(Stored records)
==============================
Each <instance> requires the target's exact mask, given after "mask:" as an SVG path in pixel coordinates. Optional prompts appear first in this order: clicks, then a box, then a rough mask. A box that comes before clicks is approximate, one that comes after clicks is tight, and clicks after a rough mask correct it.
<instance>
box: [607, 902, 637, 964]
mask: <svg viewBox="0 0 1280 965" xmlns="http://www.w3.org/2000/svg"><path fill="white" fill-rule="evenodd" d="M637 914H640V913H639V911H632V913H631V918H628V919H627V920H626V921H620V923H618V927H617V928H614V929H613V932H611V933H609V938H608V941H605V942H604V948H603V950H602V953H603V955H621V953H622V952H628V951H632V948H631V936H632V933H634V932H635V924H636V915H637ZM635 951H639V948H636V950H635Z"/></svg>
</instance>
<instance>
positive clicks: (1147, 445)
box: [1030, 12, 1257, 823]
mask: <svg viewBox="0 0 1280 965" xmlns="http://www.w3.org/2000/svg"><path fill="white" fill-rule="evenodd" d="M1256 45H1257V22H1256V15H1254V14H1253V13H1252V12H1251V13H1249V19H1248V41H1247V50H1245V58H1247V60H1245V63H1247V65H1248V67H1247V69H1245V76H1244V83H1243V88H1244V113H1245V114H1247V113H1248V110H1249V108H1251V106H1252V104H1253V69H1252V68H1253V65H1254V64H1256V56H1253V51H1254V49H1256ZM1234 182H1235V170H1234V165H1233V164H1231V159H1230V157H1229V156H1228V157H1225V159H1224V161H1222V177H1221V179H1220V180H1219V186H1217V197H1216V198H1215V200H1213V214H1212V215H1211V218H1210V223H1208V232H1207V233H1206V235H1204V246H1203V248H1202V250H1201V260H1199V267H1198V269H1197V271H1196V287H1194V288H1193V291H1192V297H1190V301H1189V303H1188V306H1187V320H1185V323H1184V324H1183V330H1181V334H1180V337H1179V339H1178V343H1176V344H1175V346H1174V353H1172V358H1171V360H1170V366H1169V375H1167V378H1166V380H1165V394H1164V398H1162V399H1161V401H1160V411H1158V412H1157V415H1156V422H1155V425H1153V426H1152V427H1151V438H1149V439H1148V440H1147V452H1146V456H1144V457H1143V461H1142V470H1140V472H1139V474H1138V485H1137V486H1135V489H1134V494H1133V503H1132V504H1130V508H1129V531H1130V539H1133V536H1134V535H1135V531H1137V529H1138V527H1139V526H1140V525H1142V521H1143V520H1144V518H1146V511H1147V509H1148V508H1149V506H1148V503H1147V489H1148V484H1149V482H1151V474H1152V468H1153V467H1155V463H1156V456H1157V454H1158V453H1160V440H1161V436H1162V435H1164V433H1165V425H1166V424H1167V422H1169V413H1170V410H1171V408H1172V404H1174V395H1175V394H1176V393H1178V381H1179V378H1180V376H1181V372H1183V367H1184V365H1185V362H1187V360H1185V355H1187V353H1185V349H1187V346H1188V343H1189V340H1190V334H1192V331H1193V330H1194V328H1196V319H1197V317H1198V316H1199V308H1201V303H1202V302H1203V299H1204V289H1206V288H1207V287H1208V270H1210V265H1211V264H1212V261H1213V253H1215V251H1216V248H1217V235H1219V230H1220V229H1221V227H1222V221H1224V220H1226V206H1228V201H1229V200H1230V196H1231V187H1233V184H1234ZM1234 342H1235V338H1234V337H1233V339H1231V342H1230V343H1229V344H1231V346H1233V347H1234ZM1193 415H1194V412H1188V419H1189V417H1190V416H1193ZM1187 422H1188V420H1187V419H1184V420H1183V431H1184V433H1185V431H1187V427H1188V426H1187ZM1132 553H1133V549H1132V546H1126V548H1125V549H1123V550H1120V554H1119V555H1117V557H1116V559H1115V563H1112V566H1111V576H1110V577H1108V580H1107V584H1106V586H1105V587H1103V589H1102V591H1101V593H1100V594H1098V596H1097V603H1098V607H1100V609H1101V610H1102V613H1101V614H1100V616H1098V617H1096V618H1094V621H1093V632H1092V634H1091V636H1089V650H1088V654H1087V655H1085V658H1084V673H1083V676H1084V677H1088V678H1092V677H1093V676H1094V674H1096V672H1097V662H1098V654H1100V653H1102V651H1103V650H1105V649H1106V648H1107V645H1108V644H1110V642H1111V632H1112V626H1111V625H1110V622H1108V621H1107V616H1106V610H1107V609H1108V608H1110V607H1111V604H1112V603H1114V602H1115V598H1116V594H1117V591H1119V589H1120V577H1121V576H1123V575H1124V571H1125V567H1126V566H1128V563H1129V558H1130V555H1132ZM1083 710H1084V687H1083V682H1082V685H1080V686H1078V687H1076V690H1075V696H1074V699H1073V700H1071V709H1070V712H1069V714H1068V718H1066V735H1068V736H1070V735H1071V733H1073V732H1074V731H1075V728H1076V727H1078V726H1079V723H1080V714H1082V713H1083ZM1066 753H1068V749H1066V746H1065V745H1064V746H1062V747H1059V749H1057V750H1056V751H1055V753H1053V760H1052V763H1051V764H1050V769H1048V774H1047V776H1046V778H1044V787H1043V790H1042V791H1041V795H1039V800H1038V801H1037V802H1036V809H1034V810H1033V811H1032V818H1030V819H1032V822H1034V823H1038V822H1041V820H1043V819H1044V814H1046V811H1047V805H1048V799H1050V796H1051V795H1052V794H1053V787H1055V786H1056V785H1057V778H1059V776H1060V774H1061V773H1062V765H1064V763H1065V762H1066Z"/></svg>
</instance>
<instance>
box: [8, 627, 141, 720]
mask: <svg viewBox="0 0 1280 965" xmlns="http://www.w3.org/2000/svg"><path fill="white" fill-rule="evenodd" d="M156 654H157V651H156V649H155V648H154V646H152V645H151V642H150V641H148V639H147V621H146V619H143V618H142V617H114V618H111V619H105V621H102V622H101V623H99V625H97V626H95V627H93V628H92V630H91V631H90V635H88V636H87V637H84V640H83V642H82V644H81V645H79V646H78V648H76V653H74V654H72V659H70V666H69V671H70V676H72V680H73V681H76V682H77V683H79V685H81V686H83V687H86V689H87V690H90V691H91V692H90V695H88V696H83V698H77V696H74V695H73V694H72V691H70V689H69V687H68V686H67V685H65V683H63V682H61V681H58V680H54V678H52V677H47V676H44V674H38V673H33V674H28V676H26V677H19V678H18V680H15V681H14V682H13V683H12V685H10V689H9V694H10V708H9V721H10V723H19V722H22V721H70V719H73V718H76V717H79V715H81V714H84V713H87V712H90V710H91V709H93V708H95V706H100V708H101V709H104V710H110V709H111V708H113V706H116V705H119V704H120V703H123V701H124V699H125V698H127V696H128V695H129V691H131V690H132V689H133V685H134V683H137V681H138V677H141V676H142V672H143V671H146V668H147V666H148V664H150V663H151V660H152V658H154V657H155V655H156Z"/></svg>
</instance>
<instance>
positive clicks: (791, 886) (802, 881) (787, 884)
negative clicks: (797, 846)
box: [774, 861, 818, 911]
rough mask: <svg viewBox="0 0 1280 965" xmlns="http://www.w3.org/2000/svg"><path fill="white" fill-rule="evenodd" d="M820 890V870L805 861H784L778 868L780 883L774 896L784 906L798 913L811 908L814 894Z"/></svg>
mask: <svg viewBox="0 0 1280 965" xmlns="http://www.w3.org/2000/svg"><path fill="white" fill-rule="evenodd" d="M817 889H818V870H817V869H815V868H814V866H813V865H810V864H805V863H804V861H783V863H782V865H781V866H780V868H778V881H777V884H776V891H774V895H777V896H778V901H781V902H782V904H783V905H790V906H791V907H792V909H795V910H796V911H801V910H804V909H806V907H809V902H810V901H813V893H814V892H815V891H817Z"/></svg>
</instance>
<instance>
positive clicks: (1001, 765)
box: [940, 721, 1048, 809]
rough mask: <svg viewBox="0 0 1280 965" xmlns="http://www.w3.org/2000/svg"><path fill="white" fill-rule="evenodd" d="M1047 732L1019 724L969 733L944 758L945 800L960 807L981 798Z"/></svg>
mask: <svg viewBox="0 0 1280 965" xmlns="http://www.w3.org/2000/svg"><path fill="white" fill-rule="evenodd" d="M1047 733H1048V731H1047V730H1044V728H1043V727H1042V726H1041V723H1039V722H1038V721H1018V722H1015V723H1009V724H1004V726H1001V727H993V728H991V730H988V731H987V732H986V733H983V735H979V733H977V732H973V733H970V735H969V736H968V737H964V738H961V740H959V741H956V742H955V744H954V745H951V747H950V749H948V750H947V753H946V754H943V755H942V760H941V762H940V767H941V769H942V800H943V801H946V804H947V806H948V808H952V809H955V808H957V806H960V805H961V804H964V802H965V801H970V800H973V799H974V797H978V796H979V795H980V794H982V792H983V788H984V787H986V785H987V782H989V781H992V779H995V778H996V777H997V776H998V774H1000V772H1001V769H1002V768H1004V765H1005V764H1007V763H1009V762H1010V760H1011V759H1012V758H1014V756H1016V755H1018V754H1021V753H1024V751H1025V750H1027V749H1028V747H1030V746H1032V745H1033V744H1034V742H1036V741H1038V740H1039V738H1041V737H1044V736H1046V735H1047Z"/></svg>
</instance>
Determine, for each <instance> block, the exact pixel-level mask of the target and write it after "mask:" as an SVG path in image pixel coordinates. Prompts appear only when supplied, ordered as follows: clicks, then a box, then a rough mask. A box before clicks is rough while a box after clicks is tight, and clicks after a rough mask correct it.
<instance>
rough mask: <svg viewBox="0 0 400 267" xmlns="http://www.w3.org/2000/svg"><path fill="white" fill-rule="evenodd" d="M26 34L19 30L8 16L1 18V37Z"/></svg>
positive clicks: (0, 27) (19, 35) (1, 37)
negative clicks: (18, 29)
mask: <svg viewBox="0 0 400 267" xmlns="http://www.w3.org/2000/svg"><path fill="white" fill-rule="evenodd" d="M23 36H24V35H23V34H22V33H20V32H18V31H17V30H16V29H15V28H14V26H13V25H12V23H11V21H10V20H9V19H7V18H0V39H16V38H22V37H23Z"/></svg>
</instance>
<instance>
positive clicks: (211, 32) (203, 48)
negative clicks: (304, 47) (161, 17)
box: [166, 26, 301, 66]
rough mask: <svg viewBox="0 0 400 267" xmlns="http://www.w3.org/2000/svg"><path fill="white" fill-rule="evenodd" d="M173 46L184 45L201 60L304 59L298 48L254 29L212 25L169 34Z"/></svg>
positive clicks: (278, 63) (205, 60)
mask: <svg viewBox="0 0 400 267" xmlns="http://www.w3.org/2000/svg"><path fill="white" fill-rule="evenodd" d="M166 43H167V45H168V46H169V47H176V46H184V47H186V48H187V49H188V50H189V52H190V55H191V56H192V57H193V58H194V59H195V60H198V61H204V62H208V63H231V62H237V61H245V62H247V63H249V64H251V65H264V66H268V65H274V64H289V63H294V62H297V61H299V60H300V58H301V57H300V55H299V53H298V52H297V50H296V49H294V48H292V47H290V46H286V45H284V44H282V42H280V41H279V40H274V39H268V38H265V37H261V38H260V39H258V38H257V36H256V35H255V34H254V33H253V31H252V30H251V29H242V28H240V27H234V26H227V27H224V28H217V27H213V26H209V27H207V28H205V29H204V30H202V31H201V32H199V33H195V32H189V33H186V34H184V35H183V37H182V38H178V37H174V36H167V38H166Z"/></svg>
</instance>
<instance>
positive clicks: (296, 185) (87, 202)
==============================
**Task statement:**
Pull out the material verbatim, beginning at its first line and stopping after the line that contains "box: [607, 902, 637, 964]".

**Answer for this exercise:**
Each <instance> requires the target's exact mask, given after "mask:" as an SVG path in pixel coordinates. Optional prompts appear first in this order: clicks, then a box, then a rough mask. A box that comes before clicks is approximate, one that comes after clicks is tight, and clicks after a rough mask correct it.
<instance>
box: [607, 902, 637, 964]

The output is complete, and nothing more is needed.